Task instructions:
• A. Using the excerpt on the transaction tax, decide whether each statement agrees with it, and back each yes or no with the deciding words quoted from it: (i) Sweden's transactions tax brought in more money than expected. (ii) The main high frequency trading houses are based in the United States. (iii) If parliament passes the tax, it would take effect on July 1.
• B. Answer these from the excerpt on the transaction tax:
(i) How much does the finance ministry estimate the tax will bring in each year, in euros?
(ii) Where did Sweden's banks and bankers mostly move?
(iii) Who is the chief economist at Deutsche Bank?
• C. Put this sentence from the excerpt on the transaction tax into Spanish: "As for the tax curbing speculative trading activity, that too is open to question."

::: Excerpt provided

The finance ministry estimates the tax, which if passed by parliament would take effect on August 1, will bring in €1.1 billion ($1.45 billion) annually to state coffers.

The project will also include a 0.01 tax on naked Credit Default Swaps -- a bet that a country will default on its debt -- and on high-frequency trading, both features of modern markets which critics say stoke volatility and risk.

"Putting such a tax in place, in the run-up to the presidential election, is much more of a political move than an economic one," said Frederik Ducrozet at Credit Agricole CIB.

"In the past, the introduction of such a tax unilaterally in one country has never been proof of its effectiveness," Ducrozet said.

Sweden adopted a transactions tax in the 1980s but had to reverse course when its banks and bankers simply moved offshore, mostly to the City of London, and the proceeds were much lower than anticipated.

"Paris hopes to raise a billion euros a year but we do not know how the government arrived at that figure. Working that out looks very difficult because transaction volumes can vary a great deal," said Jean-Louis Mourier at brokers Aurel BGC.

Analysts said the restricted basis for the tax, which will cover trades in only the largest firms, also crimps its effectiveness.

"As a matter of fairness, it's regrettable that many foreign companies operating (in France) will not be included," said Gilles Moec, chief economist at Deutsche Bank.

As for the tax curbing speculative trading activity, that too is open to question.

"Speculation is far from being only a French problem and does not only affect stock markets -- commodities, currencies and derivative instruments are all even much more involved," said Renaud Murail at Barclays Bourse.

Likewise, the main high frequency trading houses are all based in the United States while from a legal point of view, it is hard to see how such a transaction tax can be put in place.

"How will the state be able to tax transactions which take place on other financial markets? It is not at all clear on this issue," said Mourier of Aurel BGC, with many companies listed on overseas bourses.

For other analysts, however, fears about the tax sparking an exodus of companies to other financial centres are overdone.

"There is no reason for a massive shift," Murail said.

::::::
::: Record extracts

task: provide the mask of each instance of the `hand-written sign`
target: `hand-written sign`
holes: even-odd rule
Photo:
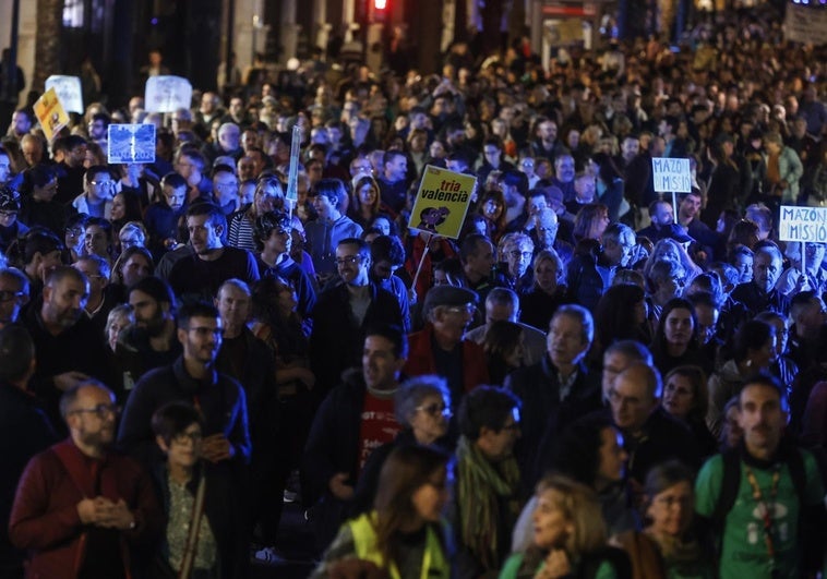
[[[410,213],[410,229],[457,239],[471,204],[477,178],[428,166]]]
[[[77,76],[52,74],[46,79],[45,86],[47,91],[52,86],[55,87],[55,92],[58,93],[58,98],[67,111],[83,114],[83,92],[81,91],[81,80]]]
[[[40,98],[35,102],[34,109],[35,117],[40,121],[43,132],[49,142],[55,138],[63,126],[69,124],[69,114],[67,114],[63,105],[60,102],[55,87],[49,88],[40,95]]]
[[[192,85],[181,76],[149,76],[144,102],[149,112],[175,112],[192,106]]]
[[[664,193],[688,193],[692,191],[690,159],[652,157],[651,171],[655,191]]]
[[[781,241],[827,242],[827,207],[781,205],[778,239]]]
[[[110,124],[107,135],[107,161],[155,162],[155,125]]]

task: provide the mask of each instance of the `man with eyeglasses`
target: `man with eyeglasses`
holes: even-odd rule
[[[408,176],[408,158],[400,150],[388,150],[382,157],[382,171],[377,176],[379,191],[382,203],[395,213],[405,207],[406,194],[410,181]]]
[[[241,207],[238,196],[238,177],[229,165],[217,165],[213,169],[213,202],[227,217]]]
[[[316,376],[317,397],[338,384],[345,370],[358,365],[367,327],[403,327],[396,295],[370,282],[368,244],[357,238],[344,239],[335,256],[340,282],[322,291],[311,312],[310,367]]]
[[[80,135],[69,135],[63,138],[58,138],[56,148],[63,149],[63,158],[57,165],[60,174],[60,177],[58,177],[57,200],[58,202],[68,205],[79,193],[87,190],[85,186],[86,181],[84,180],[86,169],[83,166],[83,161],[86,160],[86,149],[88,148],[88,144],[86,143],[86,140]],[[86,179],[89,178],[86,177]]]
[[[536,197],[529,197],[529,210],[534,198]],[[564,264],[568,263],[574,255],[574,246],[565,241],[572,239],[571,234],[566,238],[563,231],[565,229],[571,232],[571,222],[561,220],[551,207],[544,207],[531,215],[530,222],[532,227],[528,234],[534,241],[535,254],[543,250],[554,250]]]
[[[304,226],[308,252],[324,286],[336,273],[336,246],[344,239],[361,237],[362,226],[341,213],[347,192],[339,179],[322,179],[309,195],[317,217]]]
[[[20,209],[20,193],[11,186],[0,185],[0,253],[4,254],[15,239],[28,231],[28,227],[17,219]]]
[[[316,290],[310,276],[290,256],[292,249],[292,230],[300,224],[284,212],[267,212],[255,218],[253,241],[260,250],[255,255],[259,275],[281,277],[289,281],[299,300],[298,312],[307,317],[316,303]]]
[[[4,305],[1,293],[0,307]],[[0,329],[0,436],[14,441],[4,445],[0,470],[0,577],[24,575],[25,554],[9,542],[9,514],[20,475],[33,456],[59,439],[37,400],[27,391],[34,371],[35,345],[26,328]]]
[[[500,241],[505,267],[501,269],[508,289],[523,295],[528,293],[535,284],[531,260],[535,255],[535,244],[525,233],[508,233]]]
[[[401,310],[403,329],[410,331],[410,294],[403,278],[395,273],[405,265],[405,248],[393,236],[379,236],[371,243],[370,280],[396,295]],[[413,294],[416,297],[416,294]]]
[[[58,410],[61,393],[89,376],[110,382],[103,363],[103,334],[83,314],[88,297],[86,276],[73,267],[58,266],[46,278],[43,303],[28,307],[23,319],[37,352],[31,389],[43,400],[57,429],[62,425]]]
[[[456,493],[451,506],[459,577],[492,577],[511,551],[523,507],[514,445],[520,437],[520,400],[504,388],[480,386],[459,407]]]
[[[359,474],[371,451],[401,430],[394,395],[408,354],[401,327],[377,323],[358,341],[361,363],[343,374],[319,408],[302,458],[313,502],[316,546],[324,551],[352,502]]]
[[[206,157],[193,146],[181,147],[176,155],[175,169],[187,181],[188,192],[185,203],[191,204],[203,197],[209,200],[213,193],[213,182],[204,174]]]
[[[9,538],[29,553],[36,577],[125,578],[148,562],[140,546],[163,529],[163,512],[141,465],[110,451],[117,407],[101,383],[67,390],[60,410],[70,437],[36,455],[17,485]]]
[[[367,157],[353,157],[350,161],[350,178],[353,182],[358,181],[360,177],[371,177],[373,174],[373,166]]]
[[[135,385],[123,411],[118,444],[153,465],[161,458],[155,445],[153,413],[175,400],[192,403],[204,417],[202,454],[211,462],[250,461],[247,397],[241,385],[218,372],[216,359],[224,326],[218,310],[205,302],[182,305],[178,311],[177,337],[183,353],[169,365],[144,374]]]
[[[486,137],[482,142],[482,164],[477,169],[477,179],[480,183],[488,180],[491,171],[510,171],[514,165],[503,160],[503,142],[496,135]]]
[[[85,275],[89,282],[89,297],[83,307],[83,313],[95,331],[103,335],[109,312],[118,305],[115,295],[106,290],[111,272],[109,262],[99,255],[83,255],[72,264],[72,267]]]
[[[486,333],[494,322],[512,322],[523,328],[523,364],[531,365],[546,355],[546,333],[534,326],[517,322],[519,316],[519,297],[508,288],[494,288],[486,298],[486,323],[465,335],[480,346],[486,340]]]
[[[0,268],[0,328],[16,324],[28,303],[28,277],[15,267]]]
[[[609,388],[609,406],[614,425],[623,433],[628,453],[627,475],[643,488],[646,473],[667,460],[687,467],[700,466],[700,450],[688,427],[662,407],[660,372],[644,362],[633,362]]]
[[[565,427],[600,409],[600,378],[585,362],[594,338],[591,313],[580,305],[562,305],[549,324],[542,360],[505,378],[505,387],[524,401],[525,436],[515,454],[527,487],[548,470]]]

::::::

Exercise responses:
• A.
(i) No: "the proceeds were much lower than anticipated"
(ii) Yes: "the main high frequency trading houses are all based in the United States"
(iii) No: "would take effect on August 1"

• B.
(i) €1.1 billion
(ii) The City of London
(iii) Gilles Moec

• C. En cuanto a que el impuesto frene la actividad de negociación especulativa, eso también es discutible.